Please tally the lines in the records below that contain the word "black". Give only the number.

ENTRIES SHOWN -
· · · · · · ·

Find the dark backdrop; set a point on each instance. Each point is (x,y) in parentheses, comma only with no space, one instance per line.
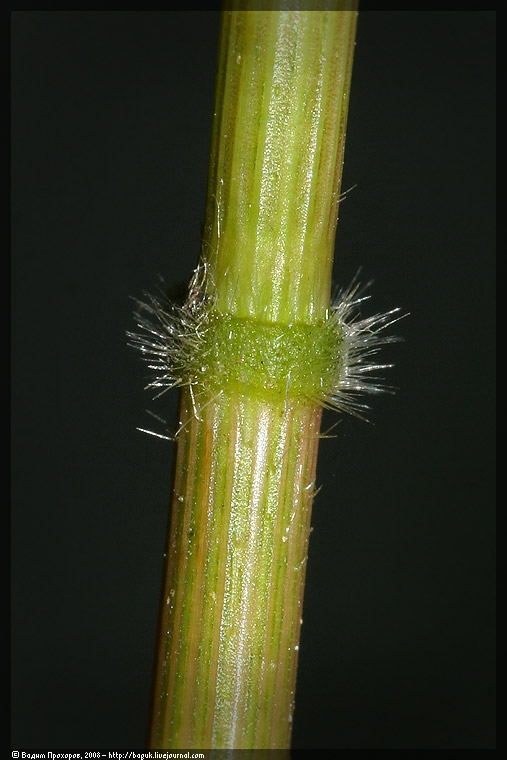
(111,115)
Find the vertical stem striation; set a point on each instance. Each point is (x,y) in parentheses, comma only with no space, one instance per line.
(236,565)
(245,468)
(276,161)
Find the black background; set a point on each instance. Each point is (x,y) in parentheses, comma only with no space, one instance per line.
(111,114)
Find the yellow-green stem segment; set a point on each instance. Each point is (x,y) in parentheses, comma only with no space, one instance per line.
(245,467)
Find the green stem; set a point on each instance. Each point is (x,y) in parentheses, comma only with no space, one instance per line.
(276,161)
(232,601)
(249,425)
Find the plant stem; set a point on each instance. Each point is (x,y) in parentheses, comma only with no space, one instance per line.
(247,446)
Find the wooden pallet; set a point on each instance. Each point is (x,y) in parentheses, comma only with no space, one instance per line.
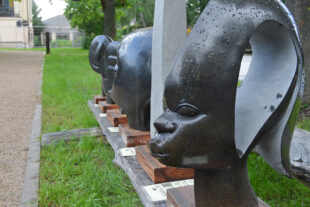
(99,98)
(116,118)
(104,106)
(133,137)
(158,172)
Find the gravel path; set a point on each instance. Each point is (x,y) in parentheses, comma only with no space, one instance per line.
(20,74)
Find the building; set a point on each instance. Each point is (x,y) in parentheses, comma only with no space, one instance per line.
(61,31)
(16,24)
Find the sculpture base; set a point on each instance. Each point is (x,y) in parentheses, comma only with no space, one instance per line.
(104,107)
(99,98)
(133,137)
(184,197)
(158,172)
(116,118)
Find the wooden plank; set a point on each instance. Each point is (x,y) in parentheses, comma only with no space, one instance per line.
(130,165)
(184,197)
(158,172)
(104,106)
(116,118)
(70,135)
(99,98)
(133,137)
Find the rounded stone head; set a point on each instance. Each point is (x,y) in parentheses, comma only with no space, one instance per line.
(210,123)
(132,86)
(103,58)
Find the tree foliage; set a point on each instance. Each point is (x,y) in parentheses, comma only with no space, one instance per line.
(194,9)
(36,19)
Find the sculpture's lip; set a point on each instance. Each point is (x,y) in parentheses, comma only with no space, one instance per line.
(160,156)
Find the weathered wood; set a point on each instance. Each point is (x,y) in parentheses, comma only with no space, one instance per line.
(137,175)
(70,135)
(133,137)
(104,107)
(184,197)
(99,98)
(158,172)
(116,118)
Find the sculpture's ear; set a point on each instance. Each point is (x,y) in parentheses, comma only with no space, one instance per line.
(96,51)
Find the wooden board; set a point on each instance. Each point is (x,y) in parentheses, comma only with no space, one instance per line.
(116,118)
(184,197)
(158,172)
(99,98)
(137,175)
(133,137)
(70,135)
(104,107)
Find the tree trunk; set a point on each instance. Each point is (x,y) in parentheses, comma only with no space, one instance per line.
(301,11)
(108,8)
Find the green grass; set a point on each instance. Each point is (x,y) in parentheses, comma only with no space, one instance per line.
(22,49)
(61,43)
(274,188)
(77,173)
(82,173)
(68,82)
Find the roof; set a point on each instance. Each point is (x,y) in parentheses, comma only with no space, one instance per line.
(59,20)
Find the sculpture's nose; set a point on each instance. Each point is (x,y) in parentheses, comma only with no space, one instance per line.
(154,147)
(163,126)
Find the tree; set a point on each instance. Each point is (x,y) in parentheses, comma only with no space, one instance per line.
(301,11)
(36,20)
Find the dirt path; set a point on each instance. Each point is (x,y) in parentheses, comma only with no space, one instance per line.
(20,74)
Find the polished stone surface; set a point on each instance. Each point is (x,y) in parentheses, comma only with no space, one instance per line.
(211,124)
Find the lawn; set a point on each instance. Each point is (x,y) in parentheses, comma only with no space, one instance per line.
(82,173)
(78,173)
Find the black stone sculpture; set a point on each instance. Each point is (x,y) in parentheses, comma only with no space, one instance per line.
(132,85)
(102,58)
(210,124)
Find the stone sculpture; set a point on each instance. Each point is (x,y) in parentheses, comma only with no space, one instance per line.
(210,124)
(102,58)
(132,85)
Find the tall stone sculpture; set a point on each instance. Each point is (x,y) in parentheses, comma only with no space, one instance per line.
(210,124)
(132,85)
(102,58)
(169,33)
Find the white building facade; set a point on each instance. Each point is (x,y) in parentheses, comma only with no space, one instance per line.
(16,24)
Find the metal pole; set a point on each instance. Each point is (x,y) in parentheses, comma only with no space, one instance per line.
(47,42)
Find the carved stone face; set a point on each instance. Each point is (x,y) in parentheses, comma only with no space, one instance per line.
(209,124)
(103,58)
(110,60)
(132,86)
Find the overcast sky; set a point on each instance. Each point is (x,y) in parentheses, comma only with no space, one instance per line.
(50,10)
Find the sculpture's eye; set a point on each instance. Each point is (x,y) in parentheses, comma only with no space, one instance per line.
(186,109)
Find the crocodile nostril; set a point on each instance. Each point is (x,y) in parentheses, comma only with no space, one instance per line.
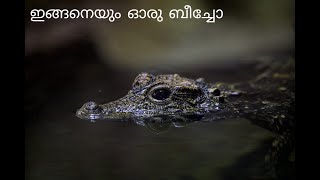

· · · · · · ·

IN RESPONSE - 2